Required tasks:
#1 Answer these questions about the Chef bash recipes excerpt, marking each answer with the same letter:
(a) What mode does the remote_file resource set in the first example?
(b) Which user does the install_ruby_build bash resource run as?
(c) In which directory is an attributes file located?
#2 In the listing, rename "wire rack" to "metal shelf" and reproduce the lines with everything else unchanged. Begin at the line that has "the white metal box with latch" and stop at the end of the listing.

Install a file from a remote location using bash

The following is an example of how to install the foo123 module for Nginx. This module adds shell-style functionality to an Nginx configuration file and does the following:

  • Declares three variables
  • Gets the Nginx file from a remote location
  • Installs the file using Bash to the path specified by the src_filepath variable
#  the following code sample is similar to the ``upload_progress_module`` recipe in the ``nginx`` cookbook: https://github.com/opscode-cookbooks/nginx

src_filename = "foo123-nginx-module-v#{node['nginx']['foo123']['version']}.tar.gz"
src_filepath = "#{Chef::Config['file_cache_path']}/#{src_filename}"
extract_path = "#{Chef::Config['file_cache_path']}/nginx_foo123_module/#{node['nginx']['foo123']['checksum']}"

remote_file src_filepath do
  source node['nginx']['foo123']['url']
  checksum node['nginx']['foo123']['checksum']
  owner 'root'
  group 'root'
  mode "0644"
end

bash 'extract_module' do
  cwd ::File.dirname(src_filepath)
  code <<-EOH
    mkdir -p #{extract_path}
    tar xzf #{src_filename} -C #{extract_path}
    mv #{extract_path}/*/* #{extract_path}/
    EOH
  not_if { ::File.exists?(extract_path) }
end

Install an application from git using bash

The following example shows how Bash can be used to install a plug-in for rbenv named ruby-build, which is located in git version source control. First, the application is synchronized, and then Bash changes its working directory to the location in which ruby-build is located, and then runs a command.

 git "#{Chef::Config[:file_cache_path]}/ruby-build" do
   repository "git://github.com/sstephenson/ruby-build.git"
   reference "master"
   action :sync
 end

 bash "install_ruby_build" do
   cwd "#{Chef::Config[:file_cache_path]}/ruby-build"
   user "rbenv"
   group "rbenv"
   code <<-EOH
     ./install.sh
     EOH
   environment 'PREFIX' => "/usr/local"
end

To read more about ruby-build, see here: https://github.com/sstephenson/ruby-build.

Store certain settings

The following recipe shows how an attributes file can be used to store certain settings. An attributes file is located in the attributes/ directory in the same cookbook as the recipe which calls the attributes file. In this example, the attributes file specifies certain settings for Python that are then used across all nodes against which this recipe will run.

The records:
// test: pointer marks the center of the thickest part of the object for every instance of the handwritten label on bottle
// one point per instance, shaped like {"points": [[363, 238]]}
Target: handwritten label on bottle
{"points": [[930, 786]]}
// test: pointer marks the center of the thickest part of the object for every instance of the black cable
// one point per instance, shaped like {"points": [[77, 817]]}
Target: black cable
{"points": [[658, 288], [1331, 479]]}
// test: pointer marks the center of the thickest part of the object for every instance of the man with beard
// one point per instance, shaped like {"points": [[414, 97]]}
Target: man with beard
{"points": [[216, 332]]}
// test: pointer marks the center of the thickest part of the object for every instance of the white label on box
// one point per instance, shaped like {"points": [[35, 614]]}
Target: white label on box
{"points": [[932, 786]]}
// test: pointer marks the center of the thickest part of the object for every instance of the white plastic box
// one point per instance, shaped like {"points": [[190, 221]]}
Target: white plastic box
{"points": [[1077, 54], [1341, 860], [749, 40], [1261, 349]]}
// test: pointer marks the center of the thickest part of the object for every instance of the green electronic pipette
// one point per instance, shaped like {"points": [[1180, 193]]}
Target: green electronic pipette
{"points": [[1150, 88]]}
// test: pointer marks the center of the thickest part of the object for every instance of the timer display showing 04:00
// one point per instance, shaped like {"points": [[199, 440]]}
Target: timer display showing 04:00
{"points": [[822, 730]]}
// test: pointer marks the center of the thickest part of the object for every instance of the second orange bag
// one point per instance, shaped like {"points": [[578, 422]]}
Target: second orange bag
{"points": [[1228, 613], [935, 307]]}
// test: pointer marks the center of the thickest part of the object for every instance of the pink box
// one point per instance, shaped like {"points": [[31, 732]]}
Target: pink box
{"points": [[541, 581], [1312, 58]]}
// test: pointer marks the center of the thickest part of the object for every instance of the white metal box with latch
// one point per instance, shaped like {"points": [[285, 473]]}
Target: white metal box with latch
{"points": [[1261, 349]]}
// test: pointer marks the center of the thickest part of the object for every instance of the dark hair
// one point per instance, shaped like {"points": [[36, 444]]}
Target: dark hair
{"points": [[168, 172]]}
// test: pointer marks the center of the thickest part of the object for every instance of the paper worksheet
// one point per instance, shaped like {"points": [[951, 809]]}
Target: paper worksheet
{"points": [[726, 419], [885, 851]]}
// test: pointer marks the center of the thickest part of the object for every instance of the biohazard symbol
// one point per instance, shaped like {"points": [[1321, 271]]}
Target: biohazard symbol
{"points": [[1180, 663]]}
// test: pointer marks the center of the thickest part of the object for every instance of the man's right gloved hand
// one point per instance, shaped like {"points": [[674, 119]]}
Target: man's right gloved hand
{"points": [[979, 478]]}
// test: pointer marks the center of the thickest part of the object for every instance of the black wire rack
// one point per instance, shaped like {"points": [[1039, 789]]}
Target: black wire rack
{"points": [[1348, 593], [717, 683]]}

Exercise results:
#1
(a) "0644"
(b) rbenv
(c) The attributes/ directory, in the same cookbook as the recipe that calls the attributes file.

#2
// test: pointer marks the center of the thickest part of the object for every instance of the white metal box with latch
// one point per instance, shaped like {"points": [[285, 473]]}
Target: white metal box with latch
{"points": [[1261, 349]]}
// test: pointer marks the center of the thickest part of the object for every instance of the dark hair
// one point per instance, shaped like {"points": [[36, 444]]}
Target: dark hair
{"points": [[168, 172]]}
// test: pointer marks the center of the thickest part of the object for every instance of the paper worksheet
// one point per instance, shaped like {"points": [[951, 809]]}
Target: paper worksheet
{"points": [[726, 419], [885, 851]]}
// test: pointer marks the center of the thickest part of the object for every instance of the biohazard symbol
// one point per instance, shaped like {"points": [[1321, 271]]}
Target: biohazard symbol
{"points": [[1180, 663]]}
// test: pointer marks the center of the thickest part of the object for every instance of the man's right gloved hand
// one point per instance, shaped like {"points": [[674, 119]]}
Target: man's right gloved hand
{"points": [[979, 478]]}
// test: pointer marks the center of the thickest part of the object for every instance of the black metal shelf
// one point per instance, shaped like {"points": [[1039, 789]]}
Target: black metal shelf
{"points": [[1348, 593], [717, 683]]}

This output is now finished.